**WORK TO BE COMPLETED**
Which lines below fall between the one containing "Target: napkin" and the one containing "Target: wall decoration"? Repeat them exactly, counting both of those lines, and add nothing else.

**AVAILABLE DATA**
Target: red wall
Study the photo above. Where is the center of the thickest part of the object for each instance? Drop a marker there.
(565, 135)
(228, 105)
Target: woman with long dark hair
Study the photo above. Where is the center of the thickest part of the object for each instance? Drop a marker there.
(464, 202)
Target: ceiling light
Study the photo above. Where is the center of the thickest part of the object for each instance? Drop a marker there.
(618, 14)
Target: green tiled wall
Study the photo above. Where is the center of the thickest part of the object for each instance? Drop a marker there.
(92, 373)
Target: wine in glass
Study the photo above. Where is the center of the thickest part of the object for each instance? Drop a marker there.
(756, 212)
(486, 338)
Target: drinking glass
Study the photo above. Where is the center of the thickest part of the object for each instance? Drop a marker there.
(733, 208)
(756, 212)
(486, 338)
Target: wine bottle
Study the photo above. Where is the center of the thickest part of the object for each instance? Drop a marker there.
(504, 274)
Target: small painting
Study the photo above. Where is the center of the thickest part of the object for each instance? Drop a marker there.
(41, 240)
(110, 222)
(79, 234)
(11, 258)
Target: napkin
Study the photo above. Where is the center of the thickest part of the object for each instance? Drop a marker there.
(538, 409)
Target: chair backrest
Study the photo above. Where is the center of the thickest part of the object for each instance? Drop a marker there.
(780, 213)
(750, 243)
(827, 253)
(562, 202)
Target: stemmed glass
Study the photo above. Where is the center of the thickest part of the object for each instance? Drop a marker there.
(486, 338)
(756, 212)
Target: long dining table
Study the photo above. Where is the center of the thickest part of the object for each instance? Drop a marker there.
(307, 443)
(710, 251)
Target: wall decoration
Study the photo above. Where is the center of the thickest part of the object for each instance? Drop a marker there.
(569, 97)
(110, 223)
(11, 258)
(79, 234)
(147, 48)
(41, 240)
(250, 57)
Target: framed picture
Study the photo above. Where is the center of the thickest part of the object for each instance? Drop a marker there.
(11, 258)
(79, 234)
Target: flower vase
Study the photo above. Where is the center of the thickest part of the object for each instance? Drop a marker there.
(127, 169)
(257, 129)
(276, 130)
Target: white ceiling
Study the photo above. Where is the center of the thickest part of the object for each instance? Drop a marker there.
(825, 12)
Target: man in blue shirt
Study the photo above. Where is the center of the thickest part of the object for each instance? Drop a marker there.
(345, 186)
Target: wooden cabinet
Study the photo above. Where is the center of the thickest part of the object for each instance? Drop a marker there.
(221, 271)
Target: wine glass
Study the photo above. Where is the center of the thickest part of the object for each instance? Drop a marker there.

**THE ANSWER**
Target: napkin
Study the photo above. Where is the center of the thickest part of the object for each instance? Drop a marker there.
(538, 409)
Target: chair backrest
Study the photo above. Where is the center of the thickest part of the object for each instance? Drop a marker there.
(780, 213)
(750, 243)
(827, 253)
(562, 202)
Target: stemmed glass
Study the photo above. Where is the center of the thickest part of the object for each instance? Drop a marker there.
(486, 338)
(756, 212)
Target: long dining table
Study the photo above. Where is the center of the thickest part of the object for each instance? Drop a marker there.
(307, 443)
(710, 251)
Target: wall decoration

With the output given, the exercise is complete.